▸ ASSIGNED TASK:
Find the string "left" in the listing below and return each line it appears in.

--- GIVEN DATA Enclosed Below ---

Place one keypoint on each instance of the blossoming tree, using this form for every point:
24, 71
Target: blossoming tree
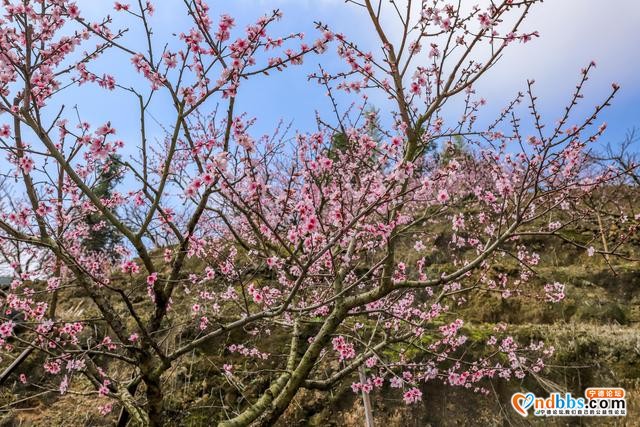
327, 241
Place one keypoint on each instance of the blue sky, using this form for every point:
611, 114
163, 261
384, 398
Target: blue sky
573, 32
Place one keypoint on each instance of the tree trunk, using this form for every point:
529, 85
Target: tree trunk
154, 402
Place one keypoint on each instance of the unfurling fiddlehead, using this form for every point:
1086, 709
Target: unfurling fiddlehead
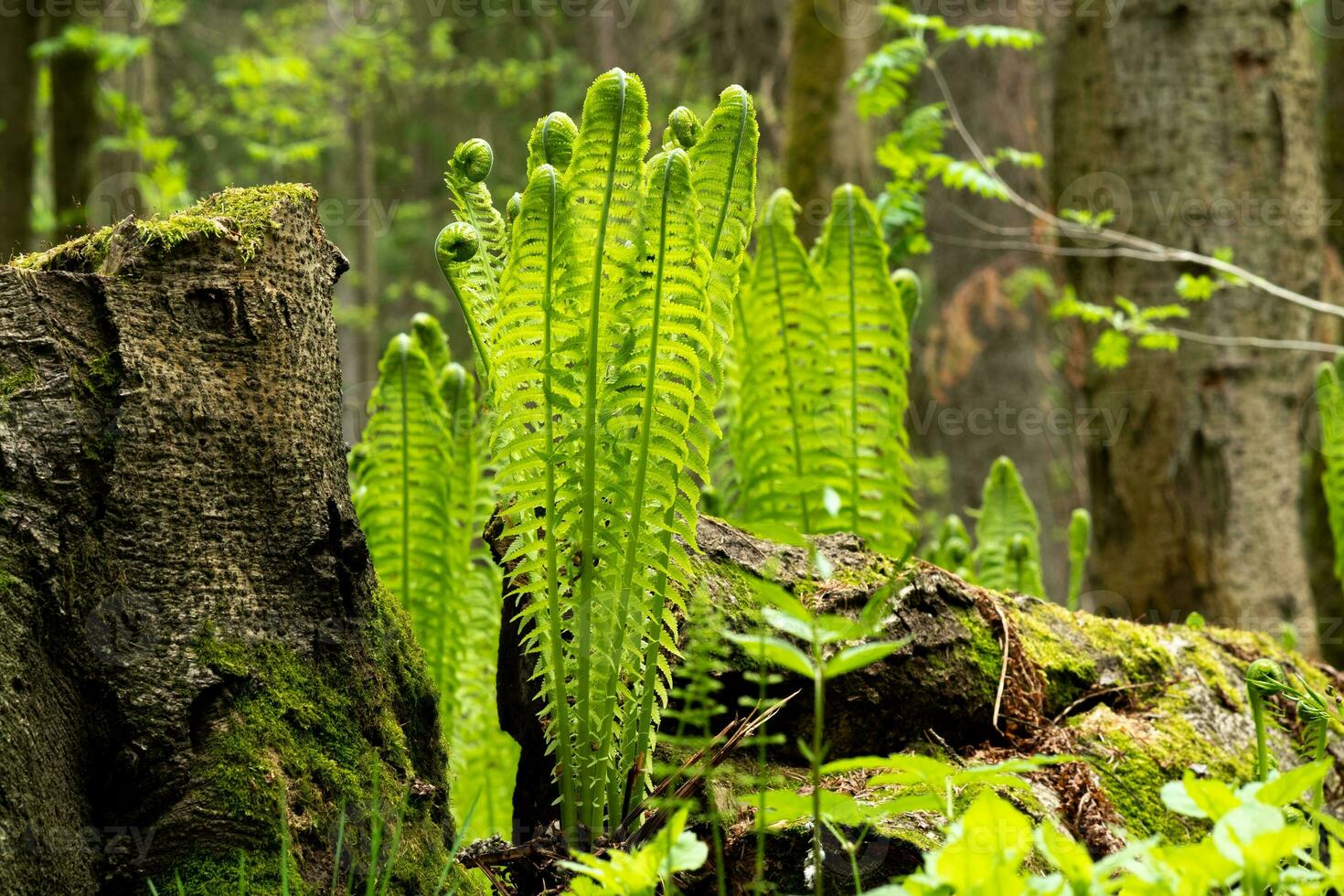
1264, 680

--- End of Enclosed GIVEN DATA ---
--- GIVEN DATA Enclosed Below ---

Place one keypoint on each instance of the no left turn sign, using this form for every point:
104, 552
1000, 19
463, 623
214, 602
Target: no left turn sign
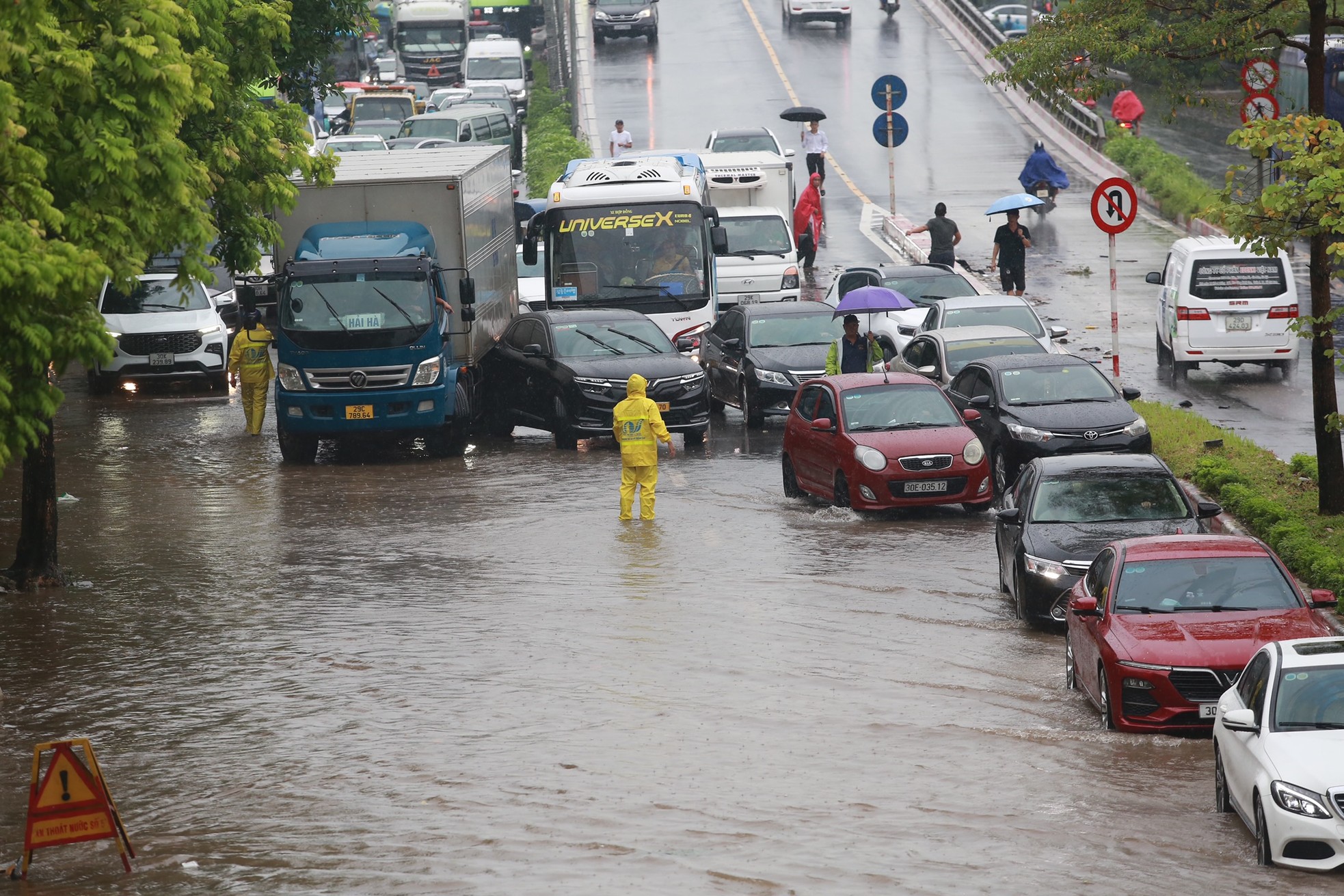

--- End of Enclosed GIVEN DATA ---
--- GIVEN DATA Enclosed Below ---

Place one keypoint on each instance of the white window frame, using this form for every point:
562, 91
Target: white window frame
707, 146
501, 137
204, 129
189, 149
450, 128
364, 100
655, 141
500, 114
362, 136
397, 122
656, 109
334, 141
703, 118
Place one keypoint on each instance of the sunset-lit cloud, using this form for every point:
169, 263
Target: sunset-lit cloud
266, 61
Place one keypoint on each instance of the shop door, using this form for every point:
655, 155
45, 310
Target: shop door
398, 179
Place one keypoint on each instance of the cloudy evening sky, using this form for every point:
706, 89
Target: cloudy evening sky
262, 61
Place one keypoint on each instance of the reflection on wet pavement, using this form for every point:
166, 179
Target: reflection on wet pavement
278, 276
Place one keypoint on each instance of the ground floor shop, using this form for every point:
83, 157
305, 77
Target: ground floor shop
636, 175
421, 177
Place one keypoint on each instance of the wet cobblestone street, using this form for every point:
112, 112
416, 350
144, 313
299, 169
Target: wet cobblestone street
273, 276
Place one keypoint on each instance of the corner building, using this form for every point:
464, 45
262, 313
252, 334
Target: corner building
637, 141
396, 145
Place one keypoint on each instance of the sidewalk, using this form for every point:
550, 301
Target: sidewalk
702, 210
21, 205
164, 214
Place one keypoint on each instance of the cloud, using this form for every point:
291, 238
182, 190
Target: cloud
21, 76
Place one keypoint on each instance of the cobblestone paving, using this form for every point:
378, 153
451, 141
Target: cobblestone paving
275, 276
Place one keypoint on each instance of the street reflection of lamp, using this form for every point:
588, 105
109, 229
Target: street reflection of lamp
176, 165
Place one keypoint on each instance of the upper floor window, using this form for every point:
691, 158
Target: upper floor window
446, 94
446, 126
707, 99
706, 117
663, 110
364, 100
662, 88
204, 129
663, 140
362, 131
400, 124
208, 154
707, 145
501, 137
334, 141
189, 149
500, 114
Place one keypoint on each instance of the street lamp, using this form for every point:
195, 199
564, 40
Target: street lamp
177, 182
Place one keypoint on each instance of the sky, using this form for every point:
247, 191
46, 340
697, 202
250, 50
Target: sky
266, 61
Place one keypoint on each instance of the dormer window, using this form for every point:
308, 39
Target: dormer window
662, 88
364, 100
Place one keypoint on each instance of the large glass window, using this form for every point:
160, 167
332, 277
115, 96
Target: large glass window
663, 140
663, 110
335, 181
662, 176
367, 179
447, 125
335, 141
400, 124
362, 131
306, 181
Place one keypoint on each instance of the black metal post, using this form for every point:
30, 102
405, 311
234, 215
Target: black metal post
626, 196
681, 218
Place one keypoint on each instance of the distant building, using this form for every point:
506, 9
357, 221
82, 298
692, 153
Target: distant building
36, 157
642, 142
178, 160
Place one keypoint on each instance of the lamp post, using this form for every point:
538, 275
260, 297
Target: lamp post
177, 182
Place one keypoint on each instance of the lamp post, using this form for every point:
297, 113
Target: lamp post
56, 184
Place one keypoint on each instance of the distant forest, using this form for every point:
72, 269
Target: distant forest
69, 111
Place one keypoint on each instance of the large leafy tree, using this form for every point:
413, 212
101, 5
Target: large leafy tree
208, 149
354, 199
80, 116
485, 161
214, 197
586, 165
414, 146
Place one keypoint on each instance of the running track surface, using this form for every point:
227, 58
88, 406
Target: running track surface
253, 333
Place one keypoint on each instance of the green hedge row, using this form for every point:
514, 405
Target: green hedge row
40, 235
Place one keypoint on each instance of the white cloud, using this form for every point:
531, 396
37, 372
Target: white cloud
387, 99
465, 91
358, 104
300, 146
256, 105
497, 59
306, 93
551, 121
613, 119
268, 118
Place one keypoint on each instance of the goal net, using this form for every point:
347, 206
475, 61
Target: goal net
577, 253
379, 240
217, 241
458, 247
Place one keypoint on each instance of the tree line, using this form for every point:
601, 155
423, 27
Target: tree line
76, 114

--- End of Enclosed GIVEN DATA ---

▸ RESULT OF THIS EXERCISE:
Place one keypoint on each instance of the no left turn sign, using this form for every point:
Target: no left turn sign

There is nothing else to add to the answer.